> **BLOC DE TEXTE**
···

Haverill, dans le Suffolk, au Nord-Est de Londres. Un homme se promène sur un petit chemin du village, un bâton à la main. Il est difficile de lui donner un âge. Il semble assez jeune, mais sa calvitie qui a entamé sa chevelue plutôt longue, et sa moustache fournie, semblent indiquer qu’il s’agit d’un homme d’âge mûr. Pour sa profession, musicien, il l’est, mûr. Tony McPhee va sur ses trente ans, un âge canonique pour la rock music en 1976. McPhee est déjà un vétéran, ses débuts remontant à la première moitié des années 1960.
Il fonde en 1963 les Groundhogs, groupe dont le nom est un hommage à John Lee Hooker et son ‘Groundhog Blues’. Lorsque Hooker viendra en Grande-Bretagne, ce sont les Groundhogs qui l’accompagneront, en 1965 et 1968. Entre-temps, MacPhee est devenu le pourvoyeur de talents du label Liberty, qui a signé aux USA les Canned Heat.

···

> **Extrait d'un fichier de données**
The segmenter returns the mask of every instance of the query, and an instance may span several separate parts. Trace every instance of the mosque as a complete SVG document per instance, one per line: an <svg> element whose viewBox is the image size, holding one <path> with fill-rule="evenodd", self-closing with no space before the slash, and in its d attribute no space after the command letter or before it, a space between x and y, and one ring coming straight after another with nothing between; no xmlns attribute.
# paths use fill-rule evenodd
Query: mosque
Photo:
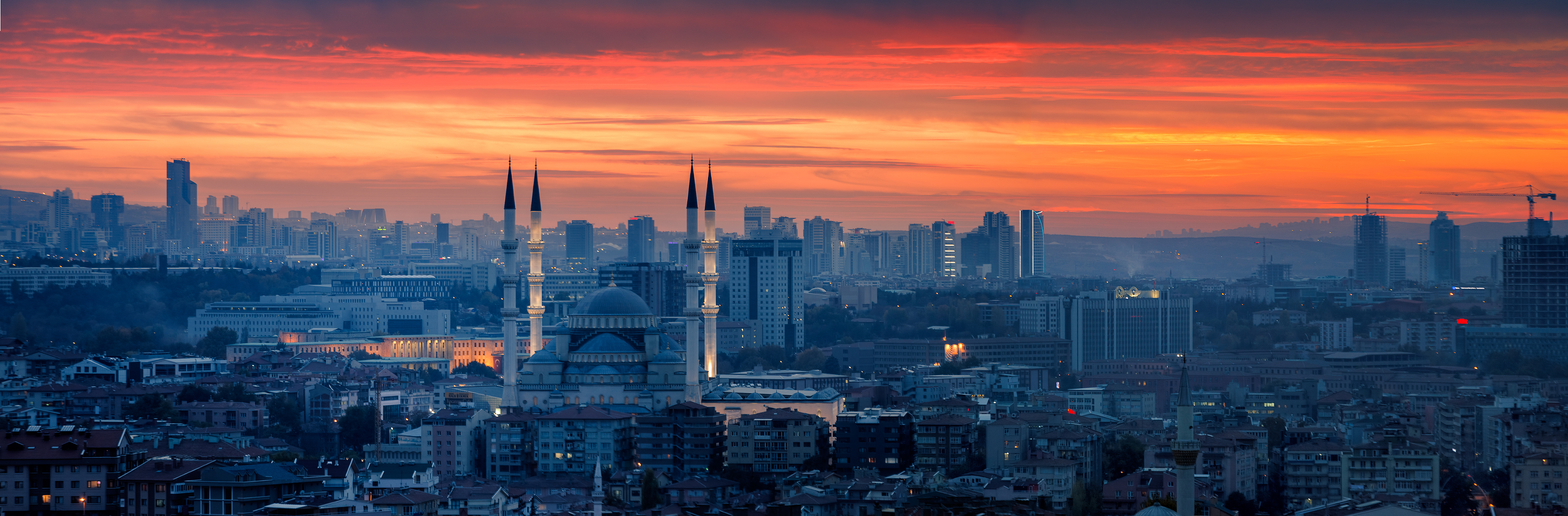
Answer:
<svg viewBox="0 0 1568 516"><path fill-rule="evenodd" d="M699 263L699 253L707 251L702 273L695 267L687 273L687 325L699 325L699 317L715 322L717 304L698 306L698 289L717 284L717 273L712 273L717 249L713 238L713 179L709 171L707 180L707 231L706 235L696 232L696 171L691 169L687 191L687 263ZM530 287L530 337L527 350L519 350L516 339L516 307L517 262L513 240L513 191L511 166L506 169L506 204L505 204L505 235L502 249L505 263L502 271L503 287L503 339L506 370L502 372L502 405L508 411L554 412L563 406L593 405L607 409L649 414L662 411L682 402L701 403L702 394L712 391L712 351L717 342L687 342L671 339L659 326L659 317L648 303L632 290L608 285L590 292L577 301L575 309L564 322L557 325L552 339L543 336L543 273L539 270L543 254L543 238L539 221L543 204L539 202L539 174L533 174L533 204L528 248L533 254L532 273L527 274ZM704 238L706 237L706 238ZM717 289L707 300L717 300ZM696 332L691 332L696 334ZM717 340L717 332L707 332L709 340ZM706 367L704 367L706 365ZM506 398L510 397L510 400Z"/></svg>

···

> **CONSIGNE**
Recopiez le passage du texte sur Tony McPhee qui commence à "Haverill, dans le" et se termine à "des années 1960.". Les données n'interviennent pas ici.

> **RÉPONSE RÉDIGÉE**
Haverill, dans le Suffolk, au Nord-Est de Londres. Un homme se promène sur un petit chemin du village, un bâton à la main. Il est difficile de lui donner un âge. Il semble assez jeune, mais sa calvitie qui a entamé sa chevelue plutôt longue, et sa moustache fournie, semblent indiquer qu’il s’agit d’un homme d’âge mûr. Pour sa profession, musicien, il l’est, mûr. Tony McPhee va sur ses trente ans, un âge canonique pour la rock music en 1976. McPhee est déjà un vétéran, ses débuts remontant à la première moitié des années 1960.